» PROMPT: Set down, word for word, every line of the material below from the one containing "Query: columnar jointed rock" through the one containing "Query: shelf", but none of its pictures.
******
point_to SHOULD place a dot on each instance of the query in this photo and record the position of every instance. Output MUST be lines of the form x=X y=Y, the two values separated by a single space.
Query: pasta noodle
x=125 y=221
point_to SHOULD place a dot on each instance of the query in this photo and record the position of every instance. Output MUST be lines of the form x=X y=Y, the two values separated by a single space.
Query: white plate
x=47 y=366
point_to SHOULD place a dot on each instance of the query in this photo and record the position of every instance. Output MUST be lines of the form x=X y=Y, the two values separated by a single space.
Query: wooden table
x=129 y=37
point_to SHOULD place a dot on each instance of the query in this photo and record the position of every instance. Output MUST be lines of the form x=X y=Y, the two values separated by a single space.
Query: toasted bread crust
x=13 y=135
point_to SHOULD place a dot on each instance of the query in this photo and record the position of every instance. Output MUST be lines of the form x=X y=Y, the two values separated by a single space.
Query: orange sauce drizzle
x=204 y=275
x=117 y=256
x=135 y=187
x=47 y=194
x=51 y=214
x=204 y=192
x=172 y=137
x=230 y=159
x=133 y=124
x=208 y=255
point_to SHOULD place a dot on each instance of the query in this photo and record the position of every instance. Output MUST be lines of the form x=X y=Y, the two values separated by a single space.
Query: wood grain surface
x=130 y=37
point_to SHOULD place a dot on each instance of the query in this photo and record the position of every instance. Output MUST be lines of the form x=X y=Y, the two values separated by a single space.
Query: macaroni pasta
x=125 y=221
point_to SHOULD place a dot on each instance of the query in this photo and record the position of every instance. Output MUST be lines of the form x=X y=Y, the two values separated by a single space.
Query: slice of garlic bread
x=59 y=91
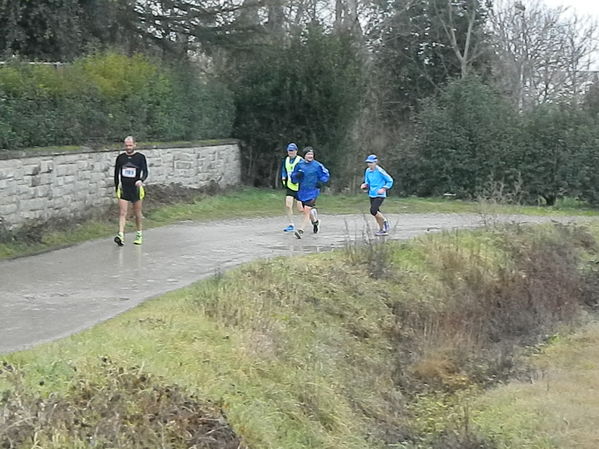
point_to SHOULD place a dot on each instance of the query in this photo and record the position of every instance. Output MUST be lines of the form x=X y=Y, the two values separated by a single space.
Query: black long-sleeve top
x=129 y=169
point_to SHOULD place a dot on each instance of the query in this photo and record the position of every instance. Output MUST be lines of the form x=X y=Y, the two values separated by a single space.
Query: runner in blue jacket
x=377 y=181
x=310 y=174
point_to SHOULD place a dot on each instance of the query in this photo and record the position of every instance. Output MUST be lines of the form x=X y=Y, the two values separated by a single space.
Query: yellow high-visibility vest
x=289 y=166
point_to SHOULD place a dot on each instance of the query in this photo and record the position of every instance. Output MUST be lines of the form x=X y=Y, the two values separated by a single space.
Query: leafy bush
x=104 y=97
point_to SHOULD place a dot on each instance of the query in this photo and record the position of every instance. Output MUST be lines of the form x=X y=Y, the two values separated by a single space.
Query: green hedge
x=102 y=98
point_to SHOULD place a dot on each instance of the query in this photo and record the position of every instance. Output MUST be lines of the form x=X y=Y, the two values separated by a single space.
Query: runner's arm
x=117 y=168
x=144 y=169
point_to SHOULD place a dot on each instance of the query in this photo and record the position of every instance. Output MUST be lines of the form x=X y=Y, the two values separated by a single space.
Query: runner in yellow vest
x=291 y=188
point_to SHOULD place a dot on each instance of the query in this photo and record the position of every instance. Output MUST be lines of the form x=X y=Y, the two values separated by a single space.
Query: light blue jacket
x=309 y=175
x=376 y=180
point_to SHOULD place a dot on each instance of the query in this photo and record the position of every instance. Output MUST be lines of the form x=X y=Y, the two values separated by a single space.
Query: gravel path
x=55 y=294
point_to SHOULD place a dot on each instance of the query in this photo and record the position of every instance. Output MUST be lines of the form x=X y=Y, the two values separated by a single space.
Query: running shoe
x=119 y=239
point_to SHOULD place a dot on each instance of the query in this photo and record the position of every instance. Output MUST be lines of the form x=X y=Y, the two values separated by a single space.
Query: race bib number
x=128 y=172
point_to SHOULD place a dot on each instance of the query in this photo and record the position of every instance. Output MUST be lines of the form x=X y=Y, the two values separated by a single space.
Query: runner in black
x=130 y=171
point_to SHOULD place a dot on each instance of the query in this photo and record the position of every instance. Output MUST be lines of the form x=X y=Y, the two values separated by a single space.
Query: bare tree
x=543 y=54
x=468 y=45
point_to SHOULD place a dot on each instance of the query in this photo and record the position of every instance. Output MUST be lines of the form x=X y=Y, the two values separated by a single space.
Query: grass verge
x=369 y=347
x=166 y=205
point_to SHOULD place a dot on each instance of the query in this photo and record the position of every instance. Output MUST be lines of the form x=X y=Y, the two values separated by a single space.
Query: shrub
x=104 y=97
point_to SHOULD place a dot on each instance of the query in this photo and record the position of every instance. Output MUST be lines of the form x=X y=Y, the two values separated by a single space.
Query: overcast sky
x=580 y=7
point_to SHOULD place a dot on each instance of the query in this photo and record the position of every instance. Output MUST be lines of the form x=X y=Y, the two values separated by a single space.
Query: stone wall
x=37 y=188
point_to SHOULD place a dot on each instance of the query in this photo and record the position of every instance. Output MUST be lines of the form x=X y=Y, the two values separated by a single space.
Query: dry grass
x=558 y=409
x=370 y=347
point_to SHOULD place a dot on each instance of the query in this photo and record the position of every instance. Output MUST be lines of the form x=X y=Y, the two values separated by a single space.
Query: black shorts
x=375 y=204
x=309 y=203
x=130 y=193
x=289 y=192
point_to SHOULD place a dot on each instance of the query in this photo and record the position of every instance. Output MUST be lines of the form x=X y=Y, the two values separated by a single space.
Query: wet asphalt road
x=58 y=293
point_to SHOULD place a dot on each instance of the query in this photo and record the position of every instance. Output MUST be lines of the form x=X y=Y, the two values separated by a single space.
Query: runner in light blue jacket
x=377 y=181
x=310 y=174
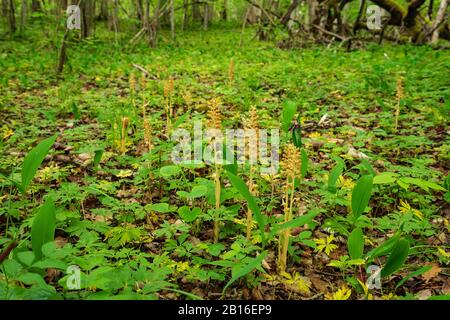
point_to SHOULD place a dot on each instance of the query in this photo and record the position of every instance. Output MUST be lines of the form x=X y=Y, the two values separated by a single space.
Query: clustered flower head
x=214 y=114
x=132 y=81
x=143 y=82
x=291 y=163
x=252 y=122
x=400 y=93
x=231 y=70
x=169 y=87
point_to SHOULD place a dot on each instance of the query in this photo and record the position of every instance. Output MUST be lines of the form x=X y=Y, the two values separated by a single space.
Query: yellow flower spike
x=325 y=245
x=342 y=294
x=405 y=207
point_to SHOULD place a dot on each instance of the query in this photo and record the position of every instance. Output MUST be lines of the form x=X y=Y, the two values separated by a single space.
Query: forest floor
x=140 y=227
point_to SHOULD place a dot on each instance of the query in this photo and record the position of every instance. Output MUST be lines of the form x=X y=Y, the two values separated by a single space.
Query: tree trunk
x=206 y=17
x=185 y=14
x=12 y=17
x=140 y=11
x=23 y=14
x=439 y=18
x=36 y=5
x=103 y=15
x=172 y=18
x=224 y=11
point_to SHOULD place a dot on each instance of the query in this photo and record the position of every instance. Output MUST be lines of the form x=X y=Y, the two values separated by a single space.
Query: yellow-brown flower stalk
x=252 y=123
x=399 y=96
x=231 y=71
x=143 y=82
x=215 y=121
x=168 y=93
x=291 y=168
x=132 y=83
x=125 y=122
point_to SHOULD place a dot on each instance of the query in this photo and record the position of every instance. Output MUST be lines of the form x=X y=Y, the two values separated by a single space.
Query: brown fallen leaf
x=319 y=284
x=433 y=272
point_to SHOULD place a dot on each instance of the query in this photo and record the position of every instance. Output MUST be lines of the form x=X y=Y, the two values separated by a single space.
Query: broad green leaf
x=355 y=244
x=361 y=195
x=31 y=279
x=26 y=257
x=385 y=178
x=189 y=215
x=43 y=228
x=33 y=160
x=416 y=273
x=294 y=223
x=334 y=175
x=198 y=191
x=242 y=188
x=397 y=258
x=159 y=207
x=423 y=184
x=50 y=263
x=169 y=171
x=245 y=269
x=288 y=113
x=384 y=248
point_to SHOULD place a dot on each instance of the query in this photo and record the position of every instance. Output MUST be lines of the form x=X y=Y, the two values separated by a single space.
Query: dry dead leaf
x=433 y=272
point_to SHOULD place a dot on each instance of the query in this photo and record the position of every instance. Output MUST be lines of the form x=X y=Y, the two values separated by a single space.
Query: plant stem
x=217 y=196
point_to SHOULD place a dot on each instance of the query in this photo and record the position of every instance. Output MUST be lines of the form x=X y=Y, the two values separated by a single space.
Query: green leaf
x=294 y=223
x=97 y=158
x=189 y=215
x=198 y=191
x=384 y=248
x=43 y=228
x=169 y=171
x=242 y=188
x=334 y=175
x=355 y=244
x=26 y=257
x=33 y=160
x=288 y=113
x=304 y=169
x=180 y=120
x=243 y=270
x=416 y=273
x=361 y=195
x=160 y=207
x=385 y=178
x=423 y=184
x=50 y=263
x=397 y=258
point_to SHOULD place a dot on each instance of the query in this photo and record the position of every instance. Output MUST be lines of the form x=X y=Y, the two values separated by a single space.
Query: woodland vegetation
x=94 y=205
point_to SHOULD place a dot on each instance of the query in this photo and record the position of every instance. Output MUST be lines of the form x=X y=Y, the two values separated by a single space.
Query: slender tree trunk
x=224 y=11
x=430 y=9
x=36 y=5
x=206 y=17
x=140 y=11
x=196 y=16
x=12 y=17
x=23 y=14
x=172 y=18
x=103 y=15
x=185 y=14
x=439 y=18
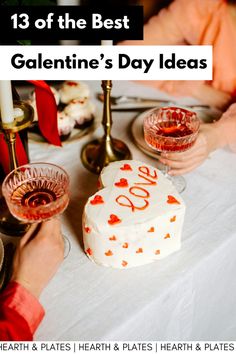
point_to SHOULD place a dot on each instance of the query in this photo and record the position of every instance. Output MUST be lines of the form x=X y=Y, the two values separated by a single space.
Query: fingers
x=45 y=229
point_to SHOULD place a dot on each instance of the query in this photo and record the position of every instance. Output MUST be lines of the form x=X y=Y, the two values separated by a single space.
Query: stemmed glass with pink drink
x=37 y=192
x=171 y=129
******
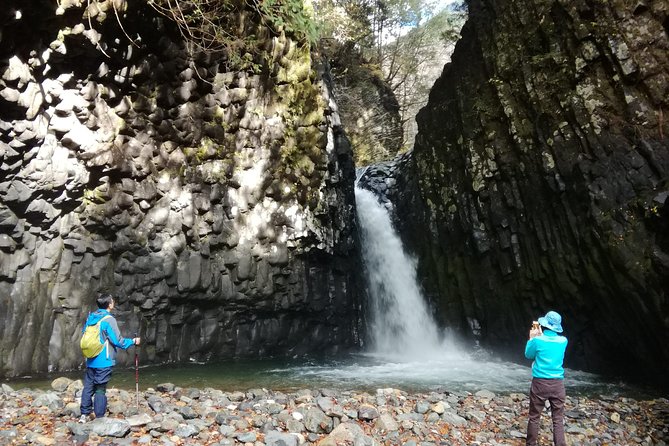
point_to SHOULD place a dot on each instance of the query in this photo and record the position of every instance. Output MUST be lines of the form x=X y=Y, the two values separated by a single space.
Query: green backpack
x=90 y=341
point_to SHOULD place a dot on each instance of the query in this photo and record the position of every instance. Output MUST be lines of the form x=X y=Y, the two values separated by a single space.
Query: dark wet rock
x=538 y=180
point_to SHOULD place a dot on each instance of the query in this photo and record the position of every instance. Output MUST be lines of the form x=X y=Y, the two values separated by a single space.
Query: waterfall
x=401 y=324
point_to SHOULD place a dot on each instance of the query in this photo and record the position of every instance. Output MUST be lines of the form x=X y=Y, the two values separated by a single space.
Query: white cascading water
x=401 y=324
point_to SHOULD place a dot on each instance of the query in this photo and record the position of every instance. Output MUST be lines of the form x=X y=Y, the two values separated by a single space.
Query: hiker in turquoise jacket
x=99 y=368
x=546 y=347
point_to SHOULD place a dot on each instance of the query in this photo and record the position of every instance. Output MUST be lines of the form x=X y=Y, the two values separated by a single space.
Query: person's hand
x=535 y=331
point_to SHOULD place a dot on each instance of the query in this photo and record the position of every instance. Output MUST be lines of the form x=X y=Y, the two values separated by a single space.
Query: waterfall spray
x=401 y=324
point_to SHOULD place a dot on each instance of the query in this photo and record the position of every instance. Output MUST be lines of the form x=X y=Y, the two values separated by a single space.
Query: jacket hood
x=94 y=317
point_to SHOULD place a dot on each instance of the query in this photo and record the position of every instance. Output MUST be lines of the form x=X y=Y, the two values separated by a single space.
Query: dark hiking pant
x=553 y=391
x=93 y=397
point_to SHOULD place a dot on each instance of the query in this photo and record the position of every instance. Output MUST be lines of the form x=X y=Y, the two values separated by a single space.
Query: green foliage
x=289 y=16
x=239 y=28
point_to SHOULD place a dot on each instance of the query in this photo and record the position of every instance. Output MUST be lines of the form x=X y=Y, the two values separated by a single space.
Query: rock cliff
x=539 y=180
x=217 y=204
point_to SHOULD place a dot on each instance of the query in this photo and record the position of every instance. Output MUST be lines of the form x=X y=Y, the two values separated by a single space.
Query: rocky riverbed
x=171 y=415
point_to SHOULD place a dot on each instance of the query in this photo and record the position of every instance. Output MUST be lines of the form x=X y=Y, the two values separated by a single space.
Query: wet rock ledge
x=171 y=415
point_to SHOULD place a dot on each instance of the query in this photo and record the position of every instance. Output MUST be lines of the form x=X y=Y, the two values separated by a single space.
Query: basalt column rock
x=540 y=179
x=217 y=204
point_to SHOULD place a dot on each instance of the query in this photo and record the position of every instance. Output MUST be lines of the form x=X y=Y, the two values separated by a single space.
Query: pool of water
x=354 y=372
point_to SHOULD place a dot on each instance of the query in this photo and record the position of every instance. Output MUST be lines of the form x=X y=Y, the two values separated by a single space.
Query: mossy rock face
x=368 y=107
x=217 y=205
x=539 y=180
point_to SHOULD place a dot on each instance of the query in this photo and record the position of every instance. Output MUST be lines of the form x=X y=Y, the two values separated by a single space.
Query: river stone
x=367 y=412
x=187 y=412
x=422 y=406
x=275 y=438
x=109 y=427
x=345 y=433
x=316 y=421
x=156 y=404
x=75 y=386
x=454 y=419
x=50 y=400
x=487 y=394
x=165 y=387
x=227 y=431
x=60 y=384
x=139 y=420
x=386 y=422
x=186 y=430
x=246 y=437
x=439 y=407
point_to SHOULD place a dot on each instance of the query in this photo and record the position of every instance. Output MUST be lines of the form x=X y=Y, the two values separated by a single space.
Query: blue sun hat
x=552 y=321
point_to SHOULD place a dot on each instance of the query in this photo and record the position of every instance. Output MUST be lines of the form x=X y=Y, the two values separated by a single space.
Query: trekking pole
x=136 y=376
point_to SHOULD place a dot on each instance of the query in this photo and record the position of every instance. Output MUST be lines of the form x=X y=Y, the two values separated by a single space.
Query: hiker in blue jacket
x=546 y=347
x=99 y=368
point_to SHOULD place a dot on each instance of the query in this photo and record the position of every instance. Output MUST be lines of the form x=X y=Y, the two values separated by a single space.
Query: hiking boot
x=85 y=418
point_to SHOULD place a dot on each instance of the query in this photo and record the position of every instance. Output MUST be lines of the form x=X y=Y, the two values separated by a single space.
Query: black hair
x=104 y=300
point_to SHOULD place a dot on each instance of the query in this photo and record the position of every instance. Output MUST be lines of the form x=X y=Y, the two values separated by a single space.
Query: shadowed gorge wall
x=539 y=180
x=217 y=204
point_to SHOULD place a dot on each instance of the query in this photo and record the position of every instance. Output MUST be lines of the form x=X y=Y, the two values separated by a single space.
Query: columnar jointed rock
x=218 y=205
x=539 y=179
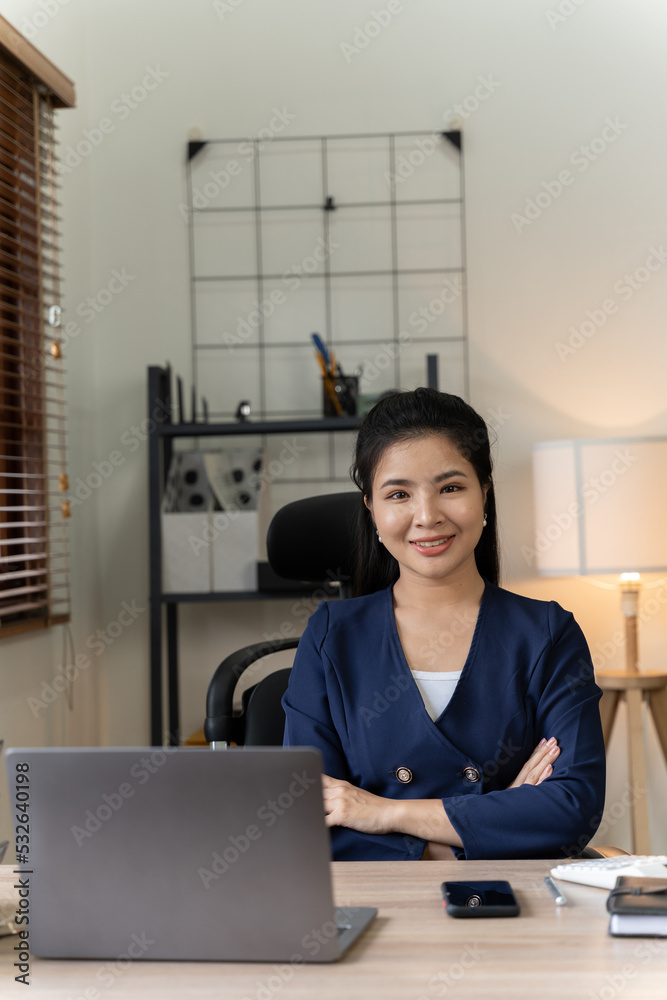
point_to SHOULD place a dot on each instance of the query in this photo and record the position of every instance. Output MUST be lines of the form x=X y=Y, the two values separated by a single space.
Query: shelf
******
» TASK OUTPUT:
Query: columnar jointed rock
x=218 y=205
x=539 y=179
point_to SHOULD place a dot on each instance of the query in this photo and record the position of every instance. Output MUST be lines of the form x=X y=Y, the two values separated by a single space.
Query: shelf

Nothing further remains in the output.